▶ **Work to complete**
(1) Answer these questions about the Akamai 8-K cover page:
(a) What is the date of report?
(b) What state is listed as the registrant's jurisdiction?
(c) What is the registrant's telephone number, including area code?
(2) From the Akamai 8-K cover page, please reproduce the part that opens with the words containing "Registrant's telephone number, including" and closes with "(17 CFR 230.425)", changing "telephone number" to "phone number".
(3) List every caption printed in parentheses under the filled-in entries of the Akamai 8-K cover page, from the date line through the address line.

▶ **Page excerpt**

--------------------------------------------------

Akamai Technologies 8-K 2012
SECURITIES AND EXCHANGE COMMISSION
WASHINGTON, D.C. 20549
Pursuant to Section 13 or 15(d) of the
Securities Exchange Act of 1934
Date of report: January 19, 2012
(Date of earliest event reported)
AKAMAI TECHNOLOGIES, INC.
(Exact Name of Registrant as Specified in Charter)
Delaware 0-27275 04-3432319
(State or Other Jurisdiction (Commission File Number) (IRS Employer Identification No.)
8 Cambridge Center, Cambridge, Massachusetts 02142
(Address of Principal Executive Offices) (Zip Code)
Registrant's telephone number, including area code: (617) 444-3000
Check the appropriate box below if the Form 8-K filing is intended to simultaneously satisfy the filing obligation of the registrant under any of the following provisions (see General Instruction A.2. below):
o Written communications pursuant to Rule 425 under the Securities Act (17 CFR 230.425)

--------------------------------------------------

▶ **Dataset entries**
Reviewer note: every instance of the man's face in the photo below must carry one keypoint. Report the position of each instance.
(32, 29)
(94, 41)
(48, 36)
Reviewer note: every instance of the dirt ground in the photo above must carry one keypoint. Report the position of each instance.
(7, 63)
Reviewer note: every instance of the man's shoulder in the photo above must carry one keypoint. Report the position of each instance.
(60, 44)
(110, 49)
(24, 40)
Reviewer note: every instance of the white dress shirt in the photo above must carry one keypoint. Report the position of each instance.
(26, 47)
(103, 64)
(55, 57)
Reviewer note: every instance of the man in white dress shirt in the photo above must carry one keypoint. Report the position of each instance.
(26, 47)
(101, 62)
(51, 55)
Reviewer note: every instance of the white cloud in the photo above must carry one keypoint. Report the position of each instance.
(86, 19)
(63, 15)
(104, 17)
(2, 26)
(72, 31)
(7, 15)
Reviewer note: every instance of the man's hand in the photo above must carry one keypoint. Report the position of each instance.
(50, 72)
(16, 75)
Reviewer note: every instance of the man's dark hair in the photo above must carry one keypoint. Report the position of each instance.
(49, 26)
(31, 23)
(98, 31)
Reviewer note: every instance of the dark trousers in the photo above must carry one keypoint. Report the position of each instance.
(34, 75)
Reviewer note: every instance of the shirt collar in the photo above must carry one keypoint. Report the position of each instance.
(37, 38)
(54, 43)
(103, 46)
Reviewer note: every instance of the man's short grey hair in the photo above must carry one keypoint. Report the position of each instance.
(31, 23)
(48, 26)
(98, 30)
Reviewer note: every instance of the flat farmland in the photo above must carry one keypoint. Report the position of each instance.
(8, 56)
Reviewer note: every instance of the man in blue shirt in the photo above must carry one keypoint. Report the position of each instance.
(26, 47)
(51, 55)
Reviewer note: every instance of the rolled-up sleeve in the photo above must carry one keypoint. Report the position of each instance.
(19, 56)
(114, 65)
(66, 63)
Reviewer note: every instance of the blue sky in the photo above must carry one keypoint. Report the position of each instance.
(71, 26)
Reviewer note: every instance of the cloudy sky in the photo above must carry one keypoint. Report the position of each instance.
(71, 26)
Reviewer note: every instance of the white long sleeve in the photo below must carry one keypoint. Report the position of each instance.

--------------------------------------------------

▶ **Solutions by task**
(1)
(a) January 19, 2012
(b) Delaware
(c) (617) 444-3000

(2)
Registrant's phone number, including area code: (617) 444-3000
Check the appropriate box below if the Form 8-K filing is intended to simultaneously satisfy the filing obligation of the registrant under any of the following provisions (see General Instruction A.2. below):
o Written communications pursuant to Rule 425 under the Securities Act (17 CFR 230.425)

(3)
- Date of earliest event reported
- Exact Name of Registrant as Specified in Charter
- State or Other Jurisdiction
- Commission File Number
- IRS Employer Identification No.
- Address of Principal Executive Offices
- Zip Code